Skip to contents

Calculates the Expected Calibration Error, which measures how well predicted probabilities match observed frequencies. Lower is better.

Usage

compute_ece(probs, labels, n_bins = 10, weighting = c("samples", "uniform"))

Arguments

probs

Numeric vector of predicted probabilities (0-1)

labels

Binary labels (0/1 or logical)

n_bins

Number of bins for grouping probabilities (default: 10)

weighting

How to weight bins: "samples" (default) or "uniform"

Value

A list containing: - ece: Expected Calibration Error (0-1, lower is better) - mce: Maximum Calibration Error - bin_data: Data frame with per-bin statistics

Details

ECE is computed as: $$ECE = \sum_{b=1}^{B} \frac{n_b}{N} |accuracy_b - confidence_b|$$

where B is the number of bins, n_b is samples in bin b, N is total samples, accuracy_b is fraction of positives in bin, and confidence_b is mean predicted probability in bin.

Examples

if (FALSE) { # \dontrun{
# Simulated predictions
probs <- runif(100)
labels <- rbinom(100, 1, probs)  # Well-calibrated by construction

result <- compute_ece(probs, labels)
print(result$ece)  # Should be low
} # }

→ **CHALLENGE A**: What is the default number of bins according to the page on the expected calibration error function?

→ **INPUT MATERIAL**:
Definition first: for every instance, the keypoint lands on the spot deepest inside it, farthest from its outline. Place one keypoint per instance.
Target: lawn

==

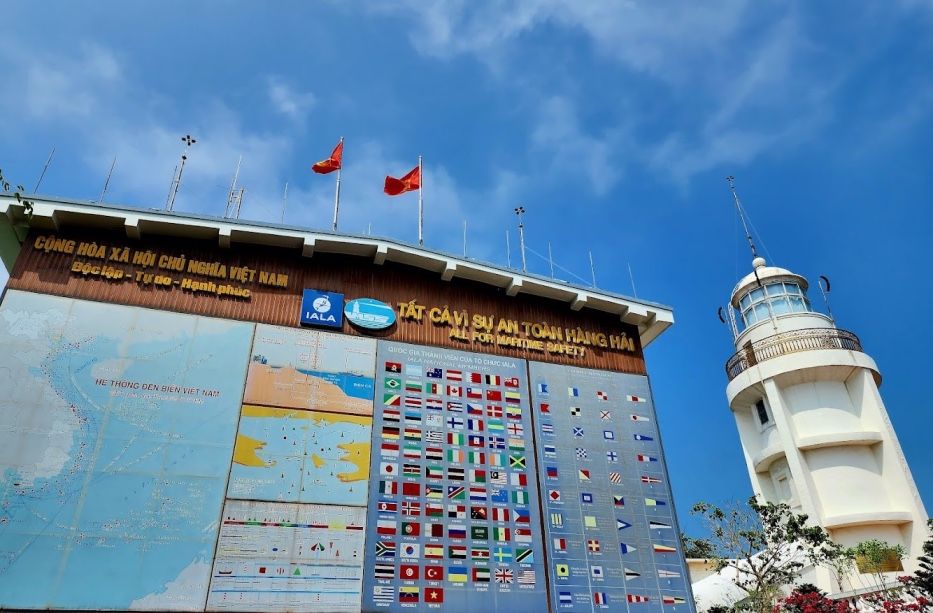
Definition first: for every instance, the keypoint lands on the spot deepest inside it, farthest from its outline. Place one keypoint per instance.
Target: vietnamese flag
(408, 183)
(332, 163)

→ **CHALLENGE B**: List each line in the rows above that contains the string "Target".

→ **WORKED ANSWER A**: 10

→ **WORKED ANSWER B**:
Target: lawn
Target: vietnamese flag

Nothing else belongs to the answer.